> [Written exercise]: Write out the listing below again, character for character, but leave out the picture.

> [Data provided]:
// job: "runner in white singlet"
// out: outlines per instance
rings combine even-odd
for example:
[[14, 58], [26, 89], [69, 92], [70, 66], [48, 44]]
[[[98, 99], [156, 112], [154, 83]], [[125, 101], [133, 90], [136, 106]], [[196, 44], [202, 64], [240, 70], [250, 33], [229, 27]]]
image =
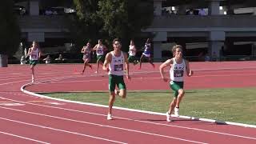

> [Exercise output]:
// job: "runner in white singlet"
// out: outlines per instance
rings combine even-odd
for example:
[[14, 58], [26, 89], [69, 92], [70, 66], [48, 44]]
[[[98, 99], [156, 112], [154, 83]], [[125, 101], [133, 90], [136, 106]], [[196, 44], [202, 64], [240, 70], [250, 33], [229, 27]]]
image =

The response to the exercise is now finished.